# [SHORT TASK]
Retype the rows word for word, from the start through the line containing "x=414, y=119", including both ends, and leave the pictures out of your answer.

[START]

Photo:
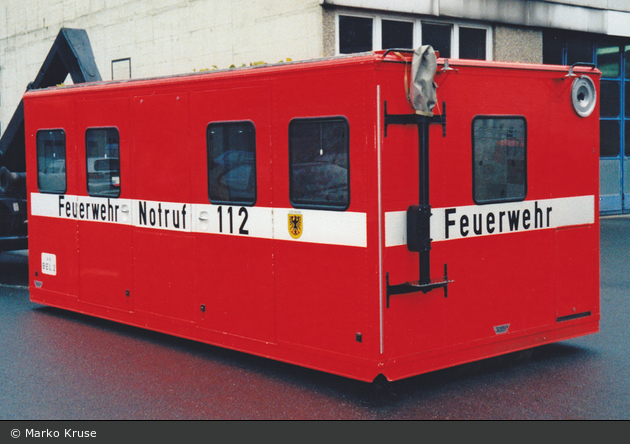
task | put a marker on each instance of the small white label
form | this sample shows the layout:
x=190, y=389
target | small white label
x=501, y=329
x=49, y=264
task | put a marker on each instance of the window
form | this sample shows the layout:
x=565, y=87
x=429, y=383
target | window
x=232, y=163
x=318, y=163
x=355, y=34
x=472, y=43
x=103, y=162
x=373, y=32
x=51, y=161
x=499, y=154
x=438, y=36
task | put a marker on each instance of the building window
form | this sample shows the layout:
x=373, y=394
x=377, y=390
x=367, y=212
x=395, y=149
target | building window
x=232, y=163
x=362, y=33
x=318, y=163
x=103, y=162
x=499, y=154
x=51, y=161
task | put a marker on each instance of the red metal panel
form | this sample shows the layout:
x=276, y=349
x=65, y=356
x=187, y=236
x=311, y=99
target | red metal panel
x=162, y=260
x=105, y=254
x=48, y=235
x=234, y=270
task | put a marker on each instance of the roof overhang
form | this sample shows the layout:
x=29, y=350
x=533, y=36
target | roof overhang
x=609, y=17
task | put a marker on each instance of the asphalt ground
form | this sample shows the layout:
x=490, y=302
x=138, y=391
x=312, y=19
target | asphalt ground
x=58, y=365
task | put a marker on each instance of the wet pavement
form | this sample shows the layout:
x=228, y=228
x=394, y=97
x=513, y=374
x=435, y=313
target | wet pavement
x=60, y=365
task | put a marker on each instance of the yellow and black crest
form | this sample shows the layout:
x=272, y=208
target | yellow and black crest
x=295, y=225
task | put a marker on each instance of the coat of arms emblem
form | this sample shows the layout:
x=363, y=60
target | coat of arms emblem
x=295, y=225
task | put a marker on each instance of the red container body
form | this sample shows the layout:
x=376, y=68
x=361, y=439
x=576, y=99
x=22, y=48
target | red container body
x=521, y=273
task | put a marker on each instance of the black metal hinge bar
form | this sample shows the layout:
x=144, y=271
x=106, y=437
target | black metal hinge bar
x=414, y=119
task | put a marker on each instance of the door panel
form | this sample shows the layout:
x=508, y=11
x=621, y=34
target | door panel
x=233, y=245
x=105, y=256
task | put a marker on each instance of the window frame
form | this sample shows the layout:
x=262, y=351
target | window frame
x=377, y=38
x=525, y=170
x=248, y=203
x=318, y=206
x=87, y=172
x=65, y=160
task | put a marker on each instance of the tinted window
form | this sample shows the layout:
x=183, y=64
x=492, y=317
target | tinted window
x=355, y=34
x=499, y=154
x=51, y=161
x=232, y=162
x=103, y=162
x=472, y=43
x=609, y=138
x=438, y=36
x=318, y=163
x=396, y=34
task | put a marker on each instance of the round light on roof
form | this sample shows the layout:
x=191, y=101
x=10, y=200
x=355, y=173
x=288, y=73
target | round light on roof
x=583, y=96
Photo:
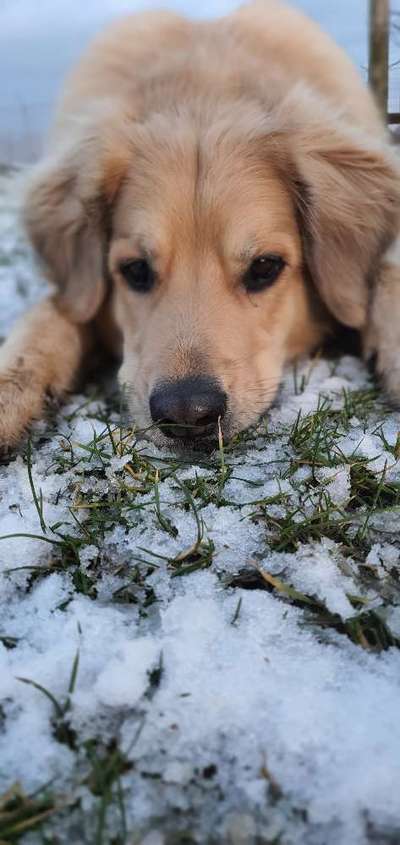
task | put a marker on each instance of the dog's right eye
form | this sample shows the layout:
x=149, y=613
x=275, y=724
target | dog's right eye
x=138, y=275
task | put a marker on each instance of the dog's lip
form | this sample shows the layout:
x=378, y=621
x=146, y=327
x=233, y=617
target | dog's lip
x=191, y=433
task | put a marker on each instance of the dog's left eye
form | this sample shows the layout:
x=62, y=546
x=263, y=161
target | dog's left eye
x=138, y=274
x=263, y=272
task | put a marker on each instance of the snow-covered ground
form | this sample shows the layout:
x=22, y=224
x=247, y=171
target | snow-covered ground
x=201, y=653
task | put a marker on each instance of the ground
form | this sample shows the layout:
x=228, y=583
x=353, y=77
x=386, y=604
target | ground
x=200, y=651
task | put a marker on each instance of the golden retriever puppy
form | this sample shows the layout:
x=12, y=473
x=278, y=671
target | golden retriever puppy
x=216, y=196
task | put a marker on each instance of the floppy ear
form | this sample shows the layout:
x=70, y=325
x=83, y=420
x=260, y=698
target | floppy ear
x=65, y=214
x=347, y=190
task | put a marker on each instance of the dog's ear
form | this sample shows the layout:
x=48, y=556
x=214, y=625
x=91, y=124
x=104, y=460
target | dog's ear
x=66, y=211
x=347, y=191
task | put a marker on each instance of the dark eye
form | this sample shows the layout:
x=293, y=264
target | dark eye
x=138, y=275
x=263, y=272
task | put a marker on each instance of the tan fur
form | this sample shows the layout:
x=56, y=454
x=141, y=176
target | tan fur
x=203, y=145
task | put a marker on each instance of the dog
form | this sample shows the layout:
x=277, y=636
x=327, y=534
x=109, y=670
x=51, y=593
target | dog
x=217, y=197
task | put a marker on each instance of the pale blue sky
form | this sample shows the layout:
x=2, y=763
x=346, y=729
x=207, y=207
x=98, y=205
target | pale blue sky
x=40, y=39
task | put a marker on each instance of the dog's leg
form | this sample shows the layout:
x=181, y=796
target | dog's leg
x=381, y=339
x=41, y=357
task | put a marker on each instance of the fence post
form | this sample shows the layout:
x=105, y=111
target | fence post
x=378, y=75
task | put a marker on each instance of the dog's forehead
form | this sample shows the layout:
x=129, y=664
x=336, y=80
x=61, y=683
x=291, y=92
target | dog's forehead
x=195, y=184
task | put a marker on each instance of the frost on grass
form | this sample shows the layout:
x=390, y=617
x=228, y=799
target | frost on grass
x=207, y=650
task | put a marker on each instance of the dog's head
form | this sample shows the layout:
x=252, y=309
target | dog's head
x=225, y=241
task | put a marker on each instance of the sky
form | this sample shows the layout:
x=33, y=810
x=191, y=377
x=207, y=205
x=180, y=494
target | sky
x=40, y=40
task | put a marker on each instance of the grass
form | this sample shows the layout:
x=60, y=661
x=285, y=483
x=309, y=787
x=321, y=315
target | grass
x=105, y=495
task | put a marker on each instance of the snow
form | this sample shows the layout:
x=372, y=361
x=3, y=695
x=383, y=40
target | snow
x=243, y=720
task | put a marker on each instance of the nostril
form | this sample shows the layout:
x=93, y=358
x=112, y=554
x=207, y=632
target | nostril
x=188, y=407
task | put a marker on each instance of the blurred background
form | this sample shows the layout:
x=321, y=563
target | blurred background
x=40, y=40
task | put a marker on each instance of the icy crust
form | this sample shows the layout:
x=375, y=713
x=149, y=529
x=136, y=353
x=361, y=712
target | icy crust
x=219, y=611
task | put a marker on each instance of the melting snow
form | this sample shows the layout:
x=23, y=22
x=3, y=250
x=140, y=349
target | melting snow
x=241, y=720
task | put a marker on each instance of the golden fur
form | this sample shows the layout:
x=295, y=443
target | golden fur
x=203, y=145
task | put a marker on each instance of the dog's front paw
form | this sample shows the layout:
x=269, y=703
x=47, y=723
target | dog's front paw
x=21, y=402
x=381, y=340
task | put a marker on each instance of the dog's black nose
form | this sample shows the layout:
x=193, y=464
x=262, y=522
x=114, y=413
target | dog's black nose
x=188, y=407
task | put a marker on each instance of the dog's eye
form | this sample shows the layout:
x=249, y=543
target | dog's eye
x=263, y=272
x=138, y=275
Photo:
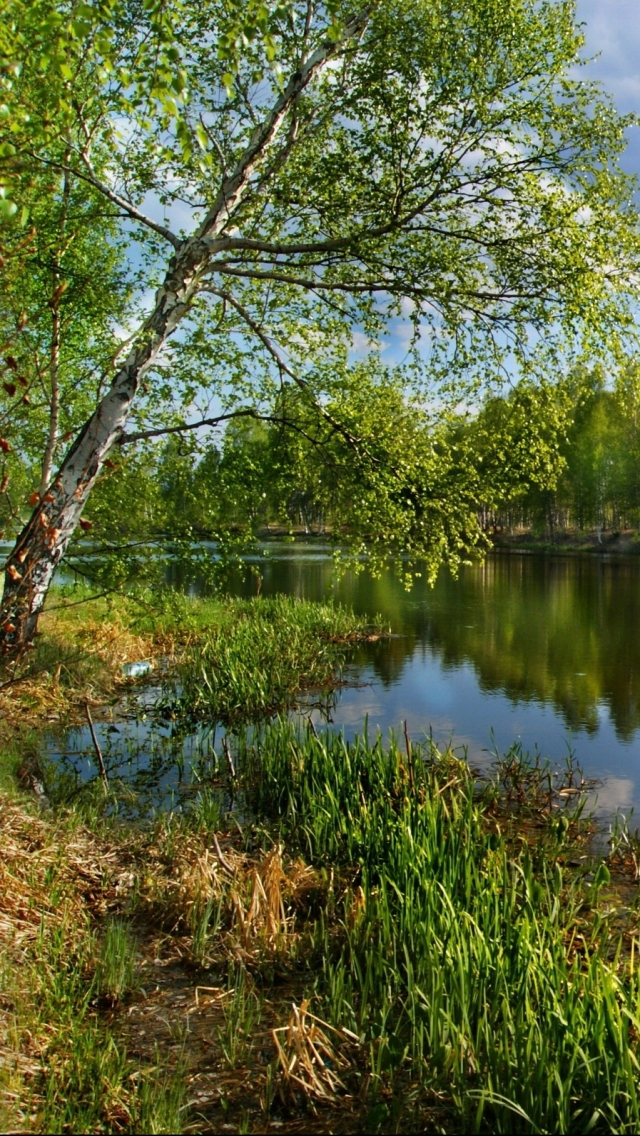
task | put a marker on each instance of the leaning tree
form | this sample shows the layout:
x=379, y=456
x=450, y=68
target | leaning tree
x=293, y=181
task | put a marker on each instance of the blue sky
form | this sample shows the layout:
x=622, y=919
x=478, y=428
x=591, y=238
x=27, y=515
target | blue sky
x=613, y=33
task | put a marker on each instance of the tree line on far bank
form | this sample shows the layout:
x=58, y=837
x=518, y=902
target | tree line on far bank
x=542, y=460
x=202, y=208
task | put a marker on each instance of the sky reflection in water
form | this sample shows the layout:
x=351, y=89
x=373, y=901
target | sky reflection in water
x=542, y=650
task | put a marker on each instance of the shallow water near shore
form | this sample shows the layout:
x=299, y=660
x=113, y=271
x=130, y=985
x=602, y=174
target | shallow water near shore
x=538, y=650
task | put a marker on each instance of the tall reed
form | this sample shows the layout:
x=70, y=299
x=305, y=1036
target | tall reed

[END]

# [SOLUTION BELOW]
Photo:
task | put a marker on each instance of the small white label
form | this sample shows the layout:
x=190, y=389
target | small white label
x=501, y=329
x=49, y=264
task | put a marker on each instance of the window
form | this sample shows the layout:
x=565, y=87
x=429, y=383
target | window
x=232, y=163
x=318, y=163
x=355, y=34
x=472, y=43
x=103, y=162
x=373, y=32
x=51, y=161
x=499, y=154
x=438, y=36
task | put a marker on each instance of the building window
form | this sample shows the layout:
x=373, y=394
x=377, y=390
x=367, y=212
x=395, y=149
target | building window
x=232, y=163
x=362, y=33
x=318, y=163
x=103, y=162
x=499, y=154
x=51, y=161
task | put a marker on each instance of the red metal panel
form | this sample shows the layout:
x=276, y=349
x=65, y=356
x=187, y=236
x=311, y=99
target | red metal panel
x=162, y=260
x=105, y=254
x=48, y=235
x=234, y=270
task | put a marker on each instance of the roof overhang
form | this sample shows the layout:
x=29, y=350
x=533, y=36
target | roof overhang
x=609, y=17
task | put a marker on each instance of the asphalt ground
form | this sample shows the layout:
x=490, y=302
x=138, y=391
x=312, y=19
target | asphalt ground
x=58, y=365
task | put a marker on each instance of the wet pavement
form | this sample shows the layout:
x=228, y=228
x=394, y=97
x=513, y=374
x=435, y=313
target | wet pavement
x=60, y=365
task | put a marker on each instance of the yellow and black crest
form | this sample shows the layout:
x=272, y=208
target | yellow and black crest
x=295, y=225
task | put a marker on each instance of the coat of arms emblem
form | this sample shows the layout:
x=363, y=60
target | coat of arms emblem
x=295, y=225
task | put a marker on each instance of the red container body
form | this sample shows the layout:
x=376, y=68
x=361, y=439
x=576, y=99
x=22, y=48
target | red container body
x=521, y=273
task | put a marker on each instance of the black metal hinge bar
form | this sample shows the layout:
x=144, y=271
x=106, y=437
target | black metal hinge bar
x=414, y=119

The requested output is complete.